## [What is needed]
Output every line exactly as written. Leave out pictures.

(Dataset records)
++++

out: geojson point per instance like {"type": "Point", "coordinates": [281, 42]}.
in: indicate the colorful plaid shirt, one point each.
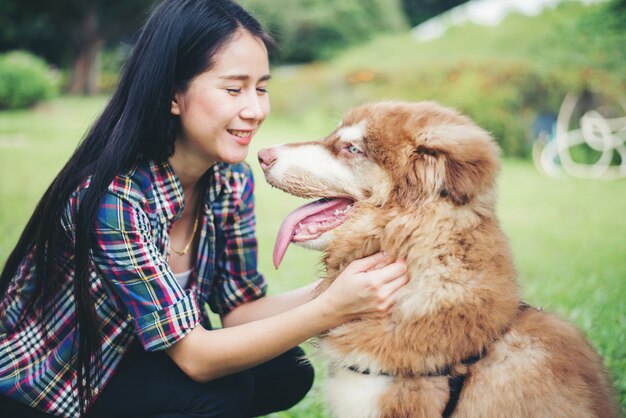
{"type": "Point", "coordinates": [134, 290]}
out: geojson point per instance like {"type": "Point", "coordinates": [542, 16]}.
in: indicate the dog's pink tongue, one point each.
{"type": "Point", "coordinates": [287, 228]}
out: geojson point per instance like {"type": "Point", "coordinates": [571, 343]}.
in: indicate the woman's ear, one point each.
{"type": "Point", "coordinates": [175, 109]}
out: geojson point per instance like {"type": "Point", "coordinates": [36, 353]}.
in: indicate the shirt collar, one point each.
{"type": "Point", "coordinates": [168, 191]}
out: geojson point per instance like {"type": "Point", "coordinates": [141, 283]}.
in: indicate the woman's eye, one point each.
{"type": "Point", "coordinates": [353, 150]}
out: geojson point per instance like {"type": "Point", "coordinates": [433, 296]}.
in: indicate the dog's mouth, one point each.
{"type": "Point", "coordinates": [310, 222]}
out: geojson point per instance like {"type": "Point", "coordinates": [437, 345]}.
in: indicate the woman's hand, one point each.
{"type": "Point", "coordinates": [366, 288]}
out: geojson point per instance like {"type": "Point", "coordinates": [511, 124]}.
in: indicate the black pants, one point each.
{"type": "Point", "coordinates": [151, 385]}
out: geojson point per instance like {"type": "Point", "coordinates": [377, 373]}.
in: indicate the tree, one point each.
{"type": "Point", "coordinates": [418, 11]}
{"type": "Point", "coordinates": [70, 33]}
{"type": "Point", "coordinates": [309, 30]}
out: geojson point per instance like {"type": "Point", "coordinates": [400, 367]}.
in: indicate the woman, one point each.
{"type": "Point", "coordinates": [151, 218]}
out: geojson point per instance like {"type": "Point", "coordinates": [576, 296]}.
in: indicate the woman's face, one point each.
{"type": "Point", "coordinates": [223, 107]}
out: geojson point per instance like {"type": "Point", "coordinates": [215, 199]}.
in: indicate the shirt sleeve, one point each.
{"type": "Point", "coordinates": [132, 266]}
{"type": "Point", "coordinates": [237, 279]}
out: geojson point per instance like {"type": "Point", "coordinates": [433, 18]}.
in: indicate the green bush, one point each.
{"type": "Point", "coordinates": [25, 79]}
{"type": "Point", "coordinates": [503, 77]}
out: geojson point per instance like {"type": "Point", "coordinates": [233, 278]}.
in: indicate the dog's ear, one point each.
{"type": "Point", "coordinates": [421, 178]}
{"type": "Point", "coordinates": [472, 161]}
{"type": "Point", "coordinates": [449, 162]}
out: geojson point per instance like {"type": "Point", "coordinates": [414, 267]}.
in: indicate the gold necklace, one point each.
{"type": "Point", "coordinates": [193, 234]}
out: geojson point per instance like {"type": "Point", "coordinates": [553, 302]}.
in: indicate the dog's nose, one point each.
{"type": "Point", "coordinates": [266, 158]}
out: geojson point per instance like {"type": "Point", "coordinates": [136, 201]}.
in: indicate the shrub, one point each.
{"type": "Point", "coordinates": [25, 79]}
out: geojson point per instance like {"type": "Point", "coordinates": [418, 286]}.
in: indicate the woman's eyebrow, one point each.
{"type": "Point", "coordinates": [243, 77]}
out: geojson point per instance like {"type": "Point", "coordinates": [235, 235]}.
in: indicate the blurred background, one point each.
{"type": "Point", "coordinates": [546, 77]}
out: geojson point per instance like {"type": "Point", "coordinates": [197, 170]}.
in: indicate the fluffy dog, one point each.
{"type": "Point", "coordinates": [417, 180]}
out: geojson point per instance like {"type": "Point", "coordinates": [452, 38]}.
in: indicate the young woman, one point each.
{"type": "Point", "coordinates": [102, 300]}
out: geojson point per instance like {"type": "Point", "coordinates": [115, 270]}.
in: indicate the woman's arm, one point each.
{"type": "Point", "coordinates": [361, 290]}
{"type": "Point", "coordinates": [269, 305]}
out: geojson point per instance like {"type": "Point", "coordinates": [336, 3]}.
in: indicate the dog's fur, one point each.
{"type": "Point", "coordinates": [423, 180]}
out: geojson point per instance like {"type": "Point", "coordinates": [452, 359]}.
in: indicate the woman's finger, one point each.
{"type": "Point", "coordinates": [389, 272]}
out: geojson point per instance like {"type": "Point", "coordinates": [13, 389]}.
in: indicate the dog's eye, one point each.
{"type": "Point", "coordinates": [353, 150]}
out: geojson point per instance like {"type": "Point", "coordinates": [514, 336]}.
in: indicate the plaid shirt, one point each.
{"type": "Point", "coordinates": [134, 290]}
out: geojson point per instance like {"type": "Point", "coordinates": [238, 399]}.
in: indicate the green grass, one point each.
{"type": "Point", "coordinates": [567, 235]}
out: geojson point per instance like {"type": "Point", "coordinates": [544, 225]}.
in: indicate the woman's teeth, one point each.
{"type": "Point", "coordinates": [240, 134]}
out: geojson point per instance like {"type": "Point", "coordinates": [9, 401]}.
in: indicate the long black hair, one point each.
{"type": "Point", "coordinates": [178, 42]}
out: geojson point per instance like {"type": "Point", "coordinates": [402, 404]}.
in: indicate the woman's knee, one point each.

++++

## [Worked answer]
out: geojson point per instance like {"type": "Point", "coordinates": [281, 42]}.
in: indicate the colorful plaid shirt, one point each.
{"type": "Point", "coordinates": [134, 290]}
out: geojson point per instance like {"type": "Point", "coordinates": [542, 16]}.
in: indicate the dog's pink tongue, one point each.
{"type": "Point", "coordinates": [287, 228]}
out: geojson point per instance like {"type": "Point", "coordinates": [571, 343]}.
in: indicate the woman's ear, one point each.
{"type": "Point", "coordinates": [175, 109]}
out: geojson point per instance like {"type": "Point", "coordinates": [36, 353]}.
in: indicate the shirt collar, one point each.
{"type": "Point", "coordinates": [168, 191]}
out: geojson point per instance like {"type": "Point", "coordinates": [141, 283]}.
in: indicate the woman's eye, one point each.
{"type": "Point", "coordinates": [353, 150]}
out: geojson point per instance like {"type": "Point", "coordinates": [433, 296]}.
in: indicate the dog's mouth, one point each.
{"type": "Point", "coordinates": [310, 222]}
out: geojson point per instance like {"type": "Point", "coordinates": [437, 345]}.
in: indicate the woman's hand, one point each.
{"type": "Point", "coordinates": [366, 288]}
out: geojson point per instance like {"type": "Point", "coordinates": [511, 124]}.
in: indicate the black pants, one point each.
{"type": "Point", "coordinates": [151, 385]}
out: geojson point per instance like {"type": "Point", "coordinates": [377, 373]}.
in: indicate the tree, one point each.
{"type": "Point", "coordinates": [418, 11]}
{"type": "Point", "coordinates": [70, 33]}
{"type": "Point", "coordinates": [309, 30]}
out: geojson point per instance like {"type": "Point", "coordinates": [400, 367]}.
in: indicate the woman, one point each.
{"type": "Point", "coordinates": [151, 218]}
out: geojson point per instance like {"type": "Point", "coordinates": [576, 296]}.
in: indicate the woman's face, one point each.
{"type": "Point", "coordinates": [223, 107]}
out: geojson point per instance like {"type": "Point", "coordinates": [215, 199]}.
in: indicate the shirt sleeve, one point each.
{"type": "Point", "coordinates": [132, 266]}
{"type": "Point", "coordinates": [237, 279]}
out: geojson point per instance like {"type": "Point", "coordinates": [433, 18]}.
in: indicate the green bush, one point each.
{"type": "Point", "coordinates": [25, 79]}
{"type": "Point", "coordinates": [503, 77]}
out: geojson point per instance like {"type": "Point", "coordinates": [233, 278]}.
in: indicate the dog's ear, one point each.
{"type": "Point", "coordinates": [421, 178]}
{"type": "Point", "coordinates": [472, 161]}
{"type": "Point", "coordinates": [449, 162]}
out: geojson point per instance like {"type": "Point", "coordinates": [414, 267]}.
in: indicate the gold necklace, one point each.
{"type": "Point", "coordinates": [193, 234]}
out: geojson point per instance like {"type": "Point", "coordinates": [553, 302]}.
in: indicate the dog's nose, one point each.
{"type": "Point", "coordinates": [266, 158]}
out: geojson point per instance like {"type": "Point", "coordinates": [136, 201]}.
in: indicate the shrub, one point each.
{"type": "Point", "coordinates": [25, 79]}
out: geojson point per instance like {"type": "Point", "coordinates": [418, 286]}.
in: indicate the woman's eyebrow, one point each.
{"type": "Point", "coordinates": [243, 77]}
out: geojson point per instance like {"type": "Point", "coordinates": [235, 235]}.
in: indicate the blurred background, one point each.
{"type": "Point", "coordinates": [546, 77]}
out: geojson point per instance like {"type": "Point", "coordinates": [197, 170]}.
in: indicate the fluffy dog, one point each.
{"type": "Point", "coordinates": [417, 180]}
out: geojson point per instance like {"type": "Point", "coordinates": [452, 38]}.
in: indicate the young woman, one point each.
{"type": "Point", "coordinates": [102, 300]}
out: geojson point per instance like {"type": "Point", "coordinates": [115, 270]}.
in: indicate the woman's arm, one point each.
{"type": "Point", "coordinates": [361, 290]}
{"type": "Point", "coordinates": [269, 305]}
out: geojson point per instance like {"type": "Point", "coordinates": [336, 3]}.
in: indicate the dog's fur, one point each.
{"type": "Point", "coordinates": [423, 180]}
out: geojson point per instance like {"type": "Point", "coordinates": [452, 359]}.
in: indicate the woman's finger, one point each.
{"type": "Point", "coordinates": [389, 272]}
out: geojson point per instance like {"type": "Point", "coordinates": [13, 389]}.
in: indicate the dog's eye, one point each.
{"type": "Point", "coordinates": [353, 150]}
out: geojson point per instance like {"type": "Point", "coordinates": [514, 336]}.
in: indicate the plaid shirt, one point each.
{"type": "Point", "coordinates": [134, 290]}
out: geojson point per instance like {"type": "Point", "coordinates": [238, 399]}.
in: indicate the green grass, one point each.
{"type": "Point", "coordinates": [567, 235]}
out: geojson point per instance like {"type": "Point", "coordinates": [544, 225]}.
in: indicate the woman's teeth, one point each.
{"type": "Point", "coordinates": [240, 134]}
out: geojson point per instance like {"type": "Point", "coordinates": [9, 401]}.
in: indicate the long black hair, one point each.
{"type": "Point", "coordinates": [178, 42]}
out: geojson point per instance like {"type": "Point", "coordinates": [402, 404]}.
in: indicate the woman's knee, one point each.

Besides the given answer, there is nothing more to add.